§ Goal of the exercise
Which lines in the data contain the word "parentheses"? Please copy each of them.

(Referring expression data)
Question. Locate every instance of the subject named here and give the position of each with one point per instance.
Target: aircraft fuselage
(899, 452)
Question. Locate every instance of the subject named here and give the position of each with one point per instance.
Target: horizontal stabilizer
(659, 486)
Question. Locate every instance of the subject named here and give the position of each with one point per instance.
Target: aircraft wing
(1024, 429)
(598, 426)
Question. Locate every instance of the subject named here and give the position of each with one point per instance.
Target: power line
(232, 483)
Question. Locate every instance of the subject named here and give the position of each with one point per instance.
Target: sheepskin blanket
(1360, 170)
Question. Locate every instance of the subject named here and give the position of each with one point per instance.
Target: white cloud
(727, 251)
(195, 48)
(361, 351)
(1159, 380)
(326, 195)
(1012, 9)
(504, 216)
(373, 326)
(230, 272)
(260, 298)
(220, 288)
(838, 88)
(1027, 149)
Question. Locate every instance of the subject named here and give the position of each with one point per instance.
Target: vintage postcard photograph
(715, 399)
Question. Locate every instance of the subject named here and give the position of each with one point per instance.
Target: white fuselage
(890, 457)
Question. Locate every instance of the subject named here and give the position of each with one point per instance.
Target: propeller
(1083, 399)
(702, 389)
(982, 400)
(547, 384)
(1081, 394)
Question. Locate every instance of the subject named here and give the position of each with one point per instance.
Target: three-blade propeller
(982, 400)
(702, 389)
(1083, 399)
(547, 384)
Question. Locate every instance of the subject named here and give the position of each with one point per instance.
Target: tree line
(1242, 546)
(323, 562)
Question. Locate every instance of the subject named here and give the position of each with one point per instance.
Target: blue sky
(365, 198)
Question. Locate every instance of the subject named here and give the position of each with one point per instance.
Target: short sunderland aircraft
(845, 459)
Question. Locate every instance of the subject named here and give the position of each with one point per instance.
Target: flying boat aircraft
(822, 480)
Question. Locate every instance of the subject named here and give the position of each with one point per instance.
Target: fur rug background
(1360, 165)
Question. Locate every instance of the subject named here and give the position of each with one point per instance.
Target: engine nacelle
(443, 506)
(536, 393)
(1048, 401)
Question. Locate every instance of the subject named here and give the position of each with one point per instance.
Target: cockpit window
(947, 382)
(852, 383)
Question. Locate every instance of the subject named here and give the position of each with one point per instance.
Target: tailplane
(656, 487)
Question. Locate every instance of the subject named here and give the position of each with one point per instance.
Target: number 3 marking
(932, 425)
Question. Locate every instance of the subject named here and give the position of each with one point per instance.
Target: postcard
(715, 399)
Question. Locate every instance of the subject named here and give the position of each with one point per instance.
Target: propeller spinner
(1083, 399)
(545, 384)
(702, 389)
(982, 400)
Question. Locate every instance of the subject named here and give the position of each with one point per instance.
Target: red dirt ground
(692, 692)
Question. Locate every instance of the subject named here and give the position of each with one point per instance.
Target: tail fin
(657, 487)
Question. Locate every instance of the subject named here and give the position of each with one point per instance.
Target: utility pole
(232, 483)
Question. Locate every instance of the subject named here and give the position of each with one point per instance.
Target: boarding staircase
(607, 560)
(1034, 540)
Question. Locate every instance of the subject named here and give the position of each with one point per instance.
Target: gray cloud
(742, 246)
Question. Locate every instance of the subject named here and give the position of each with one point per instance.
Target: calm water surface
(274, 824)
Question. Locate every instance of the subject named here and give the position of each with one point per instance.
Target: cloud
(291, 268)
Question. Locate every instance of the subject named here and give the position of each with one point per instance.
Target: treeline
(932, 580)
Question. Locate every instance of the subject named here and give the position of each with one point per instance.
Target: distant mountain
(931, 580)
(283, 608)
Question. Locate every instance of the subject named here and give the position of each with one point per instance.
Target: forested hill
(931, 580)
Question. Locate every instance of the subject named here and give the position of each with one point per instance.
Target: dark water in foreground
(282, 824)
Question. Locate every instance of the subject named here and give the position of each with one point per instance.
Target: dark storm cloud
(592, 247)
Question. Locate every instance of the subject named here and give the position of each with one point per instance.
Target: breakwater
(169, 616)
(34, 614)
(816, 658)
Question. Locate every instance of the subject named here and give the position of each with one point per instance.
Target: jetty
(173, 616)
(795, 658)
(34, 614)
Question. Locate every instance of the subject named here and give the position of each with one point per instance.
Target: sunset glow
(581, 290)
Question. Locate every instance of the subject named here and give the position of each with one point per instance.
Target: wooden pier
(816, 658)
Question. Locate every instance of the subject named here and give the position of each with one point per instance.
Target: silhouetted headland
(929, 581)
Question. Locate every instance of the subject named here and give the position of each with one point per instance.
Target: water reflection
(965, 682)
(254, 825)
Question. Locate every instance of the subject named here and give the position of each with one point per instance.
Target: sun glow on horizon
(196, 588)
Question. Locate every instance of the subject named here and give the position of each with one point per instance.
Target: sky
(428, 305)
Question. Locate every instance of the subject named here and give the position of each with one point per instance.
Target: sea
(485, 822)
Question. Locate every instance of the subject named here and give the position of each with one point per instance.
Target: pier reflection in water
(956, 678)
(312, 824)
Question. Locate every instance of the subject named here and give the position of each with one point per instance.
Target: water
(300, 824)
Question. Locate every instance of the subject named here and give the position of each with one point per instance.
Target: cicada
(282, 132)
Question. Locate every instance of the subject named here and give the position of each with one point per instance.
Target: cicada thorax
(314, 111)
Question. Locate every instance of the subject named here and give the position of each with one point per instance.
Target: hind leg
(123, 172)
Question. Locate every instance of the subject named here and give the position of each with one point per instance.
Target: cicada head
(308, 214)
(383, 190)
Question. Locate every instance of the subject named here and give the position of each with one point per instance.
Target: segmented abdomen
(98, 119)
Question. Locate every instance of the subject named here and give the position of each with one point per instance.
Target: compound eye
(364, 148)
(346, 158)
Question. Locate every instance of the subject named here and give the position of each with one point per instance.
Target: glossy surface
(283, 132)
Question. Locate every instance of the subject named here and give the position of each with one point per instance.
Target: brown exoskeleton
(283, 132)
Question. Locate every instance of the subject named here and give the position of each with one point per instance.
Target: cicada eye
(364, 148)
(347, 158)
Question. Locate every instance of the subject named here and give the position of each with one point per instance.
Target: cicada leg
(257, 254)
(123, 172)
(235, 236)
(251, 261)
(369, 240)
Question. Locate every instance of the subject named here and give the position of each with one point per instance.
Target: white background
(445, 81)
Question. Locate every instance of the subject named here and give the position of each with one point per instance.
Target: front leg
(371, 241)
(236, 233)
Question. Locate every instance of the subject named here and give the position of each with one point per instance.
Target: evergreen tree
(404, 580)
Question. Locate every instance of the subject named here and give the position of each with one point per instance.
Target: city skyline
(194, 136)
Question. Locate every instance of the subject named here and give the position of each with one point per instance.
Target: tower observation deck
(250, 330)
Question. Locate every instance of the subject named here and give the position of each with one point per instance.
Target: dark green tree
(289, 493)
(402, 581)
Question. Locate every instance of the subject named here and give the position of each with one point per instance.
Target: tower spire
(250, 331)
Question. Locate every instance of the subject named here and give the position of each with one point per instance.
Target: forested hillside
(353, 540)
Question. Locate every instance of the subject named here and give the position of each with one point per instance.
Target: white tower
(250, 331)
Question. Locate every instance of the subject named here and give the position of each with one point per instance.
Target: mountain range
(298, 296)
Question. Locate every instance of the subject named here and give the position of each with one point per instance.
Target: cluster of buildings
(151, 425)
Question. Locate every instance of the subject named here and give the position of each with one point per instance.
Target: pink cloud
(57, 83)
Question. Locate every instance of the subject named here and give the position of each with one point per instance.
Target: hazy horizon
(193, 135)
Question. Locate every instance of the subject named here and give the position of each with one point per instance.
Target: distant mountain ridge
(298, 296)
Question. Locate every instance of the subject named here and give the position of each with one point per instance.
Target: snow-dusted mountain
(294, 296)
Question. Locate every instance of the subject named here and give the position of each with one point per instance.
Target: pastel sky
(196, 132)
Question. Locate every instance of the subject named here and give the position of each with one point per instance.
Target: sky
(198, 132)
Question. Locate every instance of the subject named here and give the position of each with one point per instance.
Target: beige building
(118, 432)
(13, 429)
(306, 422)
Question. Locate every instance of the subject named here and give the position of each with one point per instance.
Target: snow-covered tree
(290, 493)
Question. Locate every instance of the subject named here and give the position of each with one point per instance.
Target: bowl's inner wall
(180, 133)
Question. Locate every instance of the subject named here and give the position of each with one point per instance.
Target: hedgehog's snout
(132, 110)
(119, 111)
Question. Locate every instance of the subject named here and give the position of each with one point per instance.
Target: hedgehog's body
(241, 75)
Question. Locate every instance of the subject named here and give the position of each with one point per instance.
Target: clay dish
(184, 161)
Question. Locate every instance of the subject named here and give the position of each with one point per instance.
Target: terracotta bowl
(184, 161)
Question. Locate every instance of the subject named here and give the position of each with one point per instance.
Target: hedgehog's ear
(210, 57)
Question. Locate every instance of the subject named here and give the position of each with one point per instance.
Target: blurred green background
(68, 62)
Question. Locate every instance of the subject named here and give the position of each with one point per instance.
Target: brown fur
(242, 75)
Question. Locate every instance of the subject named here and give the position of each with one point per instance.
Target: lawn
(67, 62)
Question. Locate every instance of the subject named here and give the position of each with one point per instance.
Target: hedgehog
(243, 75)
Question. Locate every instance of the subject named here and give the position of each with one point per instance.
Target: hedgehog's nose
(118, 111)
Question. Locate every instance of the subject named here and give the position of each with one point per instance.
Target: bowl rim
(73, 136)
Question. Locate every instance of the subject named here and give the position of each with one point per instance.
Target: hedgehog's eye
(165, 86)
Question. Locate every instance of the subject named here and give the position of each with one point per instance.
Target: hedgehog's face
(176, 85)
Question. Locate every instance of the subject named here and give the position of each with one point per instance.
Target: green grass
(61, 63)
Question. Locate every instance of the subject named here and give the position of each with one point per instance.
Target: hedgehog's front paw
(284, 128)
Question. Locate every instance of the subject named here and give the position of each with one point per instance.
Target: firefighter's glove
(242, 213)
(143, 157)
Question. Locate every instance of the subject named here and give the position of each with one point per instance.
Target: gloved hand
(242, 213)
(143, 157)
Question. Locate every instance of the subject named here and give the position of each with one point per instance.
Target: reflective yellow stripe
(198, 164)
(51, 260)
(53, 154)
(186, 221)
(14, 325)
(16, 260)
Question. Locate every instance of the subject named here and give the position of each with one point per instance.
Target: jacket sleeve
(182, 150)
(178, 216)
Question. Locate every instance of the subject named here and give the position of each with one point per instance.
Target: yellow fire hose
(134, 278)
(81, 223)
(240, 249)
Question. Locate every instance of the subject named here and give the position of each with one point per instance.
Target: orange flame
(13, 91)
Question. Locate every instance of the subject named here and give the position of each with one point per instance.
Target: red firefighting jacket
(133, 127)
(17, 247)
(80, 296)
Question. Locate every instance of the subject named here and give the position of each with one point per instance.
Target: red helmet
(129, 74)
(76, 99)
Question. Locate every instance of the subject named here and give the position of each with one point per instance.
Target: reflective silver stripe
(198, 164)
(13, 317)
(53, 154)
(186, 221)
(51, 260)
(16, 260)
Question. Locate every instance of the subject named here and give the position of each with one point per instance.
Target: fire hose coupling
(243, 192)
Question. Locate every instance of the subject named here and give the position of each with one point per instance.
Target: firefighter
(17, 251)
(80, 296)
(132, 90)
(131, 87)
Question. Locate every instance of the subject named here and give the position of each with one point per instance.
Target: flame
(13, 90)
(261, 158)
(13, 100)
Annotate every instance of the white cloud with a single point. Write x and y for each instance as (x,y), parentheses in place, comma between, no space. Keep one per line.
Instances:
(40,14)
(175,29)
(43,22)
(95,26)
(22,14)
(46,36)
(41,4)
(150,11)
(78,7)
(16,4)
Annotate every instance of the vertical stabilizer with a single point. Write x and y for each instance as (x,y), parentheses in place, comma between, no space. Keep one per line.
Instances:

§ Problem solution
Annotate every instance of the white cloud with a single point. Write x and y for each instance as (x,y), parentheses in place, comma between, no space. Keep one per line.
Annotate every instance of the vertical stabilizer with a single point. Write x and y for each instance as (x,y), parentheses in place, comma between, no space. Keep one per line.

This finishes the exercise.